* TASK INSTRUCTIONS
The answer should hold exactly the lines of the entries below from the one containing "Target: rough grass" through the last line, both included.

* MATERIAL PROVIDED

---*---

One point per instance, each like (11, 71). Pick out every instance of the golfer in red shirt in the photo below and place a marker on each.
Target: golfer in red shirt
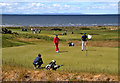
(56, 40)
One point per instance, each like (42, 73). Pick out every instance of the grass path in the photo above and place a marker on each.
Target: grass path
(99, 59)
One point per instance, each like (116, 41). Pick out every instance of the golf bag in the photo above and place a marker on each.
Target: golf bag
(52, 66)
(71, 44)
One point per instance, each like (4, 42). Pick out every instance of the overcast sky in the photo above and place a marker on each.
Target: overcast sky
(59, 7)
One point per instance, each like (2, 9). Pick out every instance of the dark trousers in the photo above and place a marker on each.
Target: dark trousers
(38, 64)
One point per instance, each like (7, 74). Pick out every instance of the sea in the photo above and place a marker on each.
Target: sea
(59, 20)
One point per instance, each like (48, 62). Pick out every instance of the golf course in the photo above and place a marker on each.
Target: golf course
(21, 48)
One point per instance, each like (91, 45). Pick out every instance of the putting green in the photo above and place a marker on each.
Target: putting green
(98, 59)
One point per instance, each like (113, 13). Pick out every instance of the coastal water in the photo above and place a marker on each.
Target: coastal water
(59, 20)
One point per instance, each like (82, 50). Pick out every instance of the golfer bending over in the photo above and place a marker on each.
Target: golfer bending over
(38, 61)
(56, 40)
(84, 39)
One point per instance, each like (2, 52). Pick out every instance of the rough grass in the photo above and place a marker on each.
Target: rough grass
(98, 59)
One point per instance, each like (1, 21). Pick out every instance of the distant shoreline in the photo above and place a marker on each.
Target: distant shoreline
(52, 26)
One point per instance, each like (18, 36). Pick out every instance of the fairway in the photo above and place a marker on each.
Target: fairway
(98, 59)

---*---

* ANSWER FOR THIS EXERCISE
Target: rough grass
(98, 59)
One point per instance, each like (1, 21). Pick out every instance of the distant shoreline in the photo above and place a marker on each.
Target: distant shoreline
(52, 26)
One point per instance, each like (18, 36). Pick out every instance of the fairway in the photo above and place a marker on each.
Target: fairway
(98, 59)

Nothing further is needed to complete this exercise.